DOCUMENT PASSAGE:
☆ ☆ ☆

Faculty engage in innovative research projects

This article was featured in the 2018 Winter Carnival Issue.

Should Republicans pray for rain on election day? What do black holes tell us about the formation of galaxies? How can we predict future mass genocides? These are the kinds of questions Dartmouth professors, along with their colleagues and students, are working to answer, during the one or two terms a year they aren’t busy teaching.

The College recently ranked 20th out of 200 research institutions worldwide in the Nature Index 2017 Innovation ranking, based on patent contributions and researchers’ influence on their respective fields — and professors agree that Dartmouth’s culture encourages innovation.

When earth sciences professor Marisa Palucis arrived to teach at Dartmouth last July, she was surprised by the interdisciplinary nature of Dartmouth students’ interests.

“The breadth and the interest range of a lot of the students is very wide,” Palucis said.

Palucis noted that her planetary science students are also taking courses in disciplines like anthropology and history and applying their diverse knowledge to all areas of their work.

“If you only ever take geology classes, you’re going to end up always thinking like a geologist,” she remarked. “But if you’re learning principles from the humanities or other areas of science and you bring that to whatever your major, I think that can lead to a lot of innovation.”

☆ ☆ ☆

WORK INSTRUCTIONS:
In the article on faculty research, what rank did the College receive in the Nature Index 2017 Innovation ranking?

SUPPLIED DATA:
☆ ☆ ☆

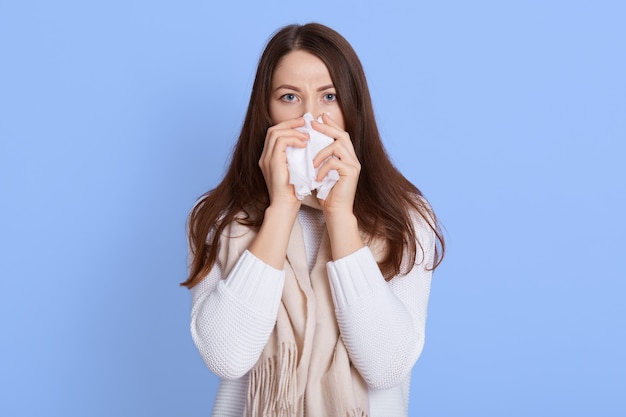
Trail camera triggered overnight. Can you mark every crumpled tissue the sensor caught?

☆ ☆ ☆

RESULT OF THIS TASK:
20th out of 200 research institutions worldwide